_Written task_
Locate every line of the records that contains the word "banner", and copy each one. Case counts.

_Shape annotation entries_
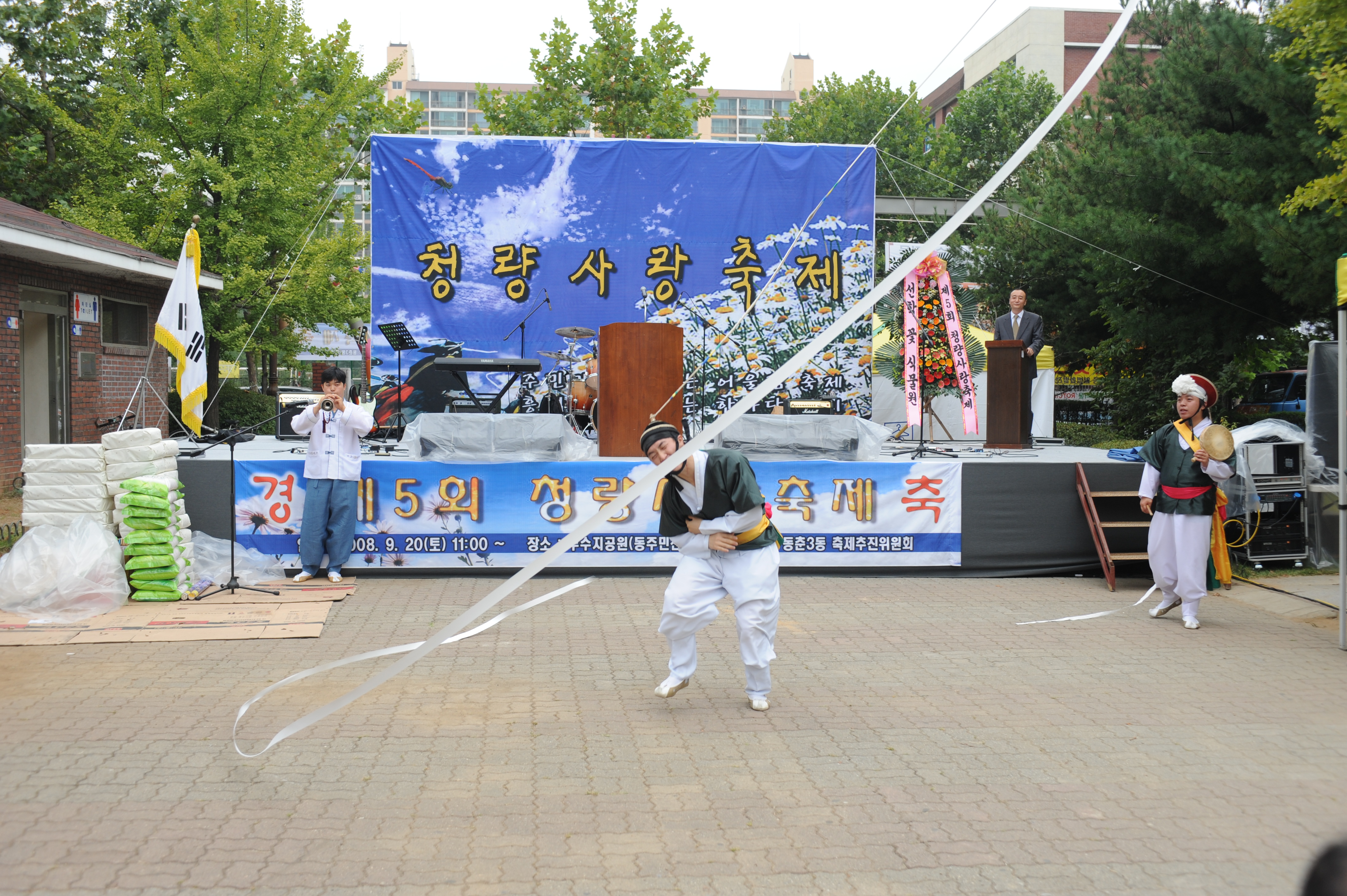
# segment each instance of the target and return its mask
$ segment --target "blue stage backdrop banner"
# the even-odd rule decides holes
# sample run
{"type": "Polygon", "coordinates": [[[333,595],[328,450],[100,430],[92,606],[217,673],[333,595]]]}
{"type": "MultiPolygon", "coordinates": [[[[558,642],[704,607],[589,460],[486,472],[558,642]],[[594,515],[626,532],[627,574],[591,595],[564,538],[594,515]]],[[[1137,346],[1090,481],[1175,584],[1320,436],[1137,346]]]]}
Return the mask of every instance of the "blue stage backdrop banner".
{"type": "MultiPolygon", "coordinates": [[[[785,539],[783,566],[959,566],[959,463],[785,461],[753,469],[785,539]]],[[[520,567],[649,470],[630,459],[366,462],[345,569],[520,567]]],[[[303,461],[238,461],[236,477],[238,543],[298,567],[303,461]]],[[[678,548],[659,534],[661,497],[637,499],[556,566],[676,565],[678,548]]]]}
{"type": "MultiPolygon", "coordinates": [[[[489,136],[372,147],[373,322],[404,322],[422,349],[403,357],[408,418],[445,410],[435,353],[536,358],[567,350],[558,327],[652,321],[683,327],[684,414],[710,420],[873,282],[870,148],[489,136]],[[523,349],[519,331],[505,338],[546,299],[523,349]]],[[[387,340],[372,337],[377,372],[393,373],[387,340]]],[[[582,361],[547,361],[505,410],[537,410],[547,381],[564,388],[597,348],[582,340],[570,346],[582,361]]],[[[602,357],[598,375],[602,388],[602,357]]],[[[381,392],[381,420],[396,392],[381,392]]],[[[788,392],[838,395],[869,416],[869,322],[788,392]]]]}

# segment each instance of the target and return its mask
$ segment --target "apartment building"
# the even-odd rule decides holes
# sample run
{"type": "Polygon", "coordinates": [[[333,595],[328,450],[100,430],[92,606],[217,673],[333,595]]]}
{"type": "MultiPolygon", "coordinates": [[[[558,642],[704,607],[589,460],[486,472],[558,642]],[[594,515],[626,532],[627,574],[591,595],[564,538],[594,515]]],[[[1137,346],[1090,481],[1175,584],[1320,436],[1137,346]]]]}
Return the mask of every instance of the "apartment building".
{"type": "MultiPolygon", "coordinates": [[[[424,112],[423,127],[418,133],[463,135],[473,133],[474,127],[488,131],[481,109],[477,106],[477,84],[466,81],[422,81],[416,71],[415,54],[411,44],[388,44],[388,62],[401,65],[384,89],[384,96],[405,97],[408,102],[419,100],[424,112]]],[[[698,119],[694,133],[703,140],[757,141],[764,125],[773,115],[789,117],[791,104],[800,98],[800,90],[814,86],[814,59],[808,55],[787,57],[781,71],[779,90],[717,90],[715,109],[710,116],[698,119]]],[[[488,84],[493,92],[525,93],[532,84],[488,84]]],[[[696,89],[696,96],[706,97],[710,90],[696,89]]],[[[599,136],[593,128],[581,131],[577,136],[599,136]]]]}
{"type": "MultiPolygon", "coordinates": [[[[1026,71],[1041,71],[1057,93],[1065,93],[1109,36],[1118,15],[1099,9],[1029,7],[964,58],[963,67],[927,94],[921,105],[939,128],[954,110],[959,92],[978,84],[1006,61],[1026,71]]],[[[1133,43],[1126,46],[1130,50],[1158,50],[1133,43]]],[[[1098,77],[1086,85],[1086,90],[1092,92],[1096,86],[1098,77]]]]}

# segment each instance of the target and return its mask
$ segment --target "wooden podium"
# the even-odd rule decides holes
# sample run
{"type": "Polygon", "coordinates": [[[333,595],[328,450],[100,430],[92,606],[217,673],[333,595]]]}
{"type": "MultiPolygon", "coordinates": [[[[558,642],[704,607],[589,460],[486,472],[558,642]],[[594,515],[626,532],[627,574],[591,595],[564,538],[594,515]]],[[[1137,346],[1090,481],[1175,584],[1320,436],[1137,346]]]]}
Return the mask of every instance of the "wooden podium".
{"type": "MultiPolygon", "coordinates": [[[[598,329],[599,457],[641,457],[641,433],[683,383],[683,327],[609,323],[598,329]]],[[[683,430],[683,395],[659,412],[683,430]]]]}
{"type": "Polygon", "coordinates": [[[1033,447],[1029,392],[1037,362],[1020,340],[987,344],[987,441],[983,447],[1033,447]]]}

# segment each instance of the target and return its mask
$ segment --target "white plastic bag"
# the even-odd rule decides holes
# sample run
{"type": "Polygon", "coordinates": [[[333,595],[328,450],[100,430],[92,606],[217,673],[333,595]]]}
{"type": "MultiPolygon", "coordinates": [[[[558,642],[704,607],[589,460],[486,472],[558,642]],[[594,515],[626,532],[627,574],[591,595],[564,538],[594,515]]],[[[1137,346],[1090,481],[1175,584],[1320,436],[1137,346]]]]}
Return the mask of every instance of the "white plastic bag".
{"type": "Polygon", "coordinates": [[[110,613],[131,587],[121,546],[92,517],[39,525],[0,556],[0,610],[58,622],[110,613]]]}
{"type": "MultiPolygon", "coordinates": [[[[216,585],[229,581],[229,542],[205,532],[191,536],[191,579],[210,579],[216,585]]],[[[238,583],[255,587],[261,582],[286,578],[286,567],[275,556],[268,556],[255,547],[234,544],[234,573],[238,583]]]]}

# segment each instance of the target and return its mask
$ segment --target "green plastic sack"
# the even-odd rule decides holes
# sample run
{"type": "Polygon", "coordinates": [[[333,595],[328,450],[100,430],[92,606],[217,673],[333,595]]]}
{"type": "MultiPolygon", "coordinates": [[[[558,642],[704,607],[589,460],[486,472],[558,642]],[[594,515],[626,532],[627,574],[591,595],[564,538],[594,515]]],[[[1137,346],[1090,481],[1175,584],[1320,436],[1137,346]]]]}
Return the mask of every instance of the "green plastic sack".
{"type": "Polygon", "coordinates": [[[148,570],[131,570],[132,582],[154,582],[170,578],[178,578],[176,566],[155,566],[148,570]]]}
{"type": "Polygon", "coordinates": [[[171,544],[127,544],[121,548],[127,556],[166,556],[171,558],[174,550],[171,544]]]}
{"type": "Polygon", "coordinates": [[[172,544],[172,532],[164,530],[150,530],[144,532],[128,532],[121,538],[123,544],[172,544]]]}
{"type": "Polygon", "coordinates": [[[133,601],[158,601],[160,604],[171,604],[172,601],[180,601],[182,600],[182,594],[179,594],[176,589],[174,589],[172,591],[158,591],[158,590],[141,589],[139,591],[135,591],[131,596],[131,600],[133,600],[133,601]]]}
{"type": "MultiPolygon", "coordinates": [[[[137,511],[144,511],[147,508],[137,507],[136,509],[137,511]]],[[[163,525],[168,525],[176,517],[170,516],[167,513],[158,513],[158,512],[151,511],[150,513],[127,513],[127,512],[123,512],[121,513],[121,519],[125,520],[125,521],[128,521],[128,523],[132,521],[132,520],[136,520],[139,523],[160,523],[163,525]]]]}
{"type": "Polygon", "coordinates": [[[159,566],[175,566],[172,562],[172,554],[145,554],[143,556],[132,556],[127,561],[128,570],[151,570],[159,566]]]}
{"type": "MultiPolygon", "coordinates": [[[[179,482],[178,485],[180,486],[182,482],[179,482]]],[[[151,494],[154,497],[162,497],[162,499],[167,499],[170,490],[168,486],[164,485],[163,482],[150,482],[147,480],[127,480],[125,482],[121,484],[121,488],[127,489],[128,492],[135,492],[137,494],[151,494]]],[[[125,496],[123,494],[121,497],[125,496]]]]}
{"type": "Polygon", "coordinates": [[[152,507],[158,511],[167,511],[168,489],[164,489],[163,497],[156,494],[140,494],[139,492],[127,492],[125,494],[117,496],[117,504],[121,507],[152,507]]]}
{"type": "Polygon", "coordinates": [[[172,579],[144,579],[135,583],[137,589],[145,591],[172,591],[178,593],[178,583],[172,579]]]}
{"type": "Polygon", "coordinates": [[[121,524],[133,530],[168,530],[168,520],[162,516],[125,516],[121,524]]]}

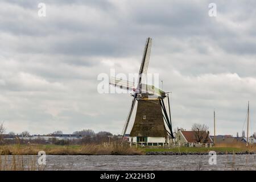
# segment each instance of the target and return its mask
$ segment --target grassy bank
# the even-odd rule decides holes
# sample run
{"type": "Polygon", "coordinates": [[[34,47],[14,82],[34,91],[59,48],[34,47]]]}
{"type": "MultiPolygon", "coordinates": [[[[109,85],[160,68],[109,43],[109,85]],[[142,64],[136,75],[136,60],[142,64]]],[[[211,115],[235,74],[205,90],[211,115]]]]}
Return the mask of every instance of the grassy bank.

_Response below_
$ segment --target "blue stage backdrop banner"
Return the mask of every instance of the "blue stage backdrop banner".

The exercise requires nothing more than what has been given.